- _EXERCISE TASKS_:
(1) Transcribe the passage on coral reef bleaching from "What is the" to "food and shelter[3].".
(2) In the coral reef bleaching passage, over what period did the Third Global Coral Bleaching Event bleach and kill tropical reef corals?
(3) Resume the passage on coral reef bleaching after its final line, writing the section that follows its last heading.

- _GIVEN PASSAGE_:
————

What is the Problem?

Coral Reef Bleaching
Comparison of healthy and unhealthy reefs[1].

When corals are exposed to short-lived temperature increases or an overall increase of one degree celsius, they begin to bleach. When the bleaching occurs, the photosynthetic algae that lives within the cells of the coral develop a fault, ejecting the living symbiont[2]. Future mass coral bleaching events could lead to wide spread extinctions of many organisms that rely on the coral for food and shelter[3].

Coral reefs across the world’s oceans are in the midst of the longest bleaching event ever recored(from 2014 to at least 2016)[4]. Already ∼20% of the world's reefs are lost and ∼26% are under imminent threat[5]. With the increasing frequency of El Niño events, coral bleaching is happening more and more frequently. The Third Global Coral Bleaching Event (GCBE3) bleached and killed tropical reef corals throughout the world from mid-2014 through mid-2017[6]. The major El Niño event of 2015–2016 resulted in significant warming of large areas of the tropical oceans and continued bleaching of substantial areas of reef, including Australia’s Great Barrier Reef in early 2016[7].

Global and Local Reasons for Coral Reef Bleaching

Climate change is the most important reason which cause coral reef bleaching. Reefs are among the most sensitive of all ecosystems to climate change[4]. During the 20th century, due to globalization and industrialization, the amount of carbon dioxide in the atmosphere increased, leading to a greenhouse effect which changed ocean temperature and chemistry. On a global scale, anthropogenic modification of chemical and physical atmospheric dynamics that cause coral death by bleaching and newly emergent diseases due to increased heat and irradiation, as well as decline in calcification caused by ocean acidification due to increased CO2, are the most important large-scale threats[5]. On a local scale, factors that cause coral reef bleaching are overfishing and destructive fisheries, coastal construction, nutrient enrichment, increased runoff and sedimentation, and the introduction of non-indigenous invasive species[5].

Areas Where Coral Reef Bleaching is happening

Geographically speaking, coral reefs bleaching happens more often in low latitude(< 26° latitude) area[8]. However, high latitude coral reefs (>26° latitude) have been largely unaffected by thermal bleaching[8]. This might because the relatively stable seawater temperature regime in which they occur and the documented climate-induced pole ward shift (over geological and ecological temporal scales) of coral reef taxa[8]. Coral reefs face increasing pressures particularly when on the edge of their distributions[8].

How does this problem impact marine ecosystems?

————

- _EXCERPTED RECORDS_:
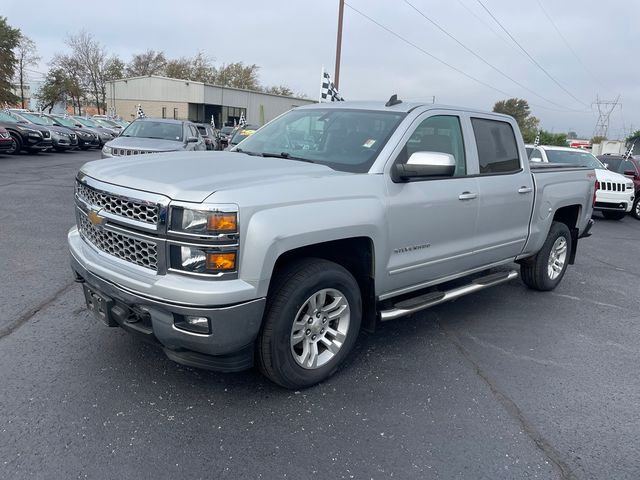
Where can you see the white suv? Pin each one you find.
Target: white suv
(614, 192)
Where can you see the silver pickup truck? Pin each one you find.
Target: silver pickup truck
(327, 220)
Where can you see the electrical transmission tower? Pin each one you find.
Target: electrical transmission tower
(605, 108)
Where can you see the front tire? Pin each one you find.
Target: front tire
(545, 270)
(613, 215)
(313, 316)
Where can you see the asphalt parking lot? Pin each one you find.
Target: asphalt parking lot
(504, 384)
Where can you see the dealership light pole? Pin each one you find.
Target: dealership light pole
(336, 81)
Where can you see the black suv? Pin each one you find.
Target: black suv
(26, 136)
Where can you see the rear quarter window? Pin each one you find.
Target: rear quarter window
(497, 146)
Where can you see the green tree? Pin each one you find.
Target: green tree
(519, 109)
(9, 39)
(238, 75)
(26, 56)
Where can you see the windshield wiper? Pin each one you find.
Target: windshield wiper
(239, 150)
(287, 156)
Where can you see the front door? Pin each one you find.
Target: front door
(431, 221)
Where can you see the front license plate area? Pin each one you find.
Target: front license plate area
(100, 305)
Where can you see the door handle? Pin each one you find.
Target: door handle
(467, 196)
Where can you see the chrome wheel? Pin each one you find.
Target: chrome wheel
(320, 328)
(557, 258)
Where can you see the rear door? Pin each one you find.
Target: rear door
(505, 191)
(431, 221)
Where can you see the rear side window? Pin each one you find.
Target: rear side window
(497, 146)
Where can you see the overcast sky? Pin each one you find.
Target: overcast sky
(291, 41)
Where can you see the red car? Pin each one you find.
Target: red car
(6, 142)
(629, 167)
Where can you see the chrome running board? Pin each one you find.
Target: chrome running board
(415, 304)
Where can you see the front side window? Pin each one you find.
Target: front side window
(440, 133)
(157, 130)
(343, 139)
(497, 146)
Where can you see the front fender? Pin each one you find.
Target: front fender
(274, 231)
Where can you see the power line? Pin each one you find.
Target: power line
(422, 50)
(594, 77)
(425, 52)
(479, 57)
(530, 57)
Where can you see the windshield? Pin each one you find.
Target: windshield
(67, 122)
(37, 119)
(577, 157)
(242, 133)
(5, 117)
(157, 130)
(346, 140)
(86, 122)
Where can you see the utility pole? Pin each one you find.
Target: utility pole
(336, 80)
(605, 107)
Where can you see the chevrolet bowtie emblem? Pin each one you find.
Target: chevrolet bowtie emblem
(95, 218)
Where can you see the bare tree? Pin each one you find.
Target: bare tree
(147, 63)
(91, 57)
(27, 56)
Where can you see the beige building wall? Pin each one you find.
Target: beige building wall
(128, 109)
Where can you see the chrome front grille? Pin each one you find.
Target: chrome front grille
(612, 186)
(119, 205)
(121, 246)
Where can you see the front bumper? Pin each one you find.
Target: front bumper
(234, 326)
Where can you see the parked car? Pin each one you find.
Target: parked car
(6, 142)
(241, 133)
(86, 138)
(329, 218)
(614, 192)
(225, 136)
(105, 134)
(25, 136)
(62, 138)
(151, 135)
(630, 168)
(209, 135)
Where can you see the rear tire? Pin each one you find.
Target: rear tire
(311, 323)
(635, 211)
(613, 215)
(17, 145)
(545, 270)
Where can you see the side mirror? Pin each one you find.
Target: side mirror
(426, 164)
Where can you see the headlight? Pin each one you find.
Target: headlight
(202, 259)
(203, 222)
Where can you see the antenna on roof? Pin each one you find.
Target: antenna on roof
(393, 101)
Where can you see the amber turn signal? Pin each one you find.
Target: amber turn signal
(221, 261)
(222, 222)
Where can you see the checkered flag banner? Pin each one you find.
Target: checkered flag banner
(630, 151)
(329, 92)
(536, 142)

————

- _ANSWERS GIVEN_:
(1)
What is the Problem?

Coral Reef Bleaching
Comparison of healthy and unhealthy reefs[1].

When corals are exposed to short-lived temperature increases or an overall increase of one degree celsius, they begin to bleach. When the bleaching occurs, the photosynthetic algae that lives within the cells of the coral develop a fault, ejecting the living symbiont[2]. Future mass coral bleaching events could lead to wide spread extinctions of many organisms that rely on the coral for food and shelter[3].

(2) From mid-2014 through mid-2017.

(3)
When exposed to extreme temperatures, corals will bleach[9]. Populations of other organisms within these ecosystems decline as these corals decline in abundance[10], which may affect ecosystem function[10]. Many organisms are at risk of decline after coral bleaching events, some due to direct impact (such as fish and motile invertebrates which rely on the corals for food and shelter[3]). This coral loss can become the cause of local extinctions, biodiversity loss, or a change in components of these marine communities[3]. In extreme cases of bleaching, the number of fish species could decline more than 60%[10].

The reason that ocean warming can have such a devastating impact on coral reefs is due to the particular sensitivity of reef building corals to temperature rises[11][12]. Because corals are essential to both the structure and function of coral reefs[13], the vulnerability of corals reflect the vulnerability of the ecosystem[10].

What is the extent of the problem?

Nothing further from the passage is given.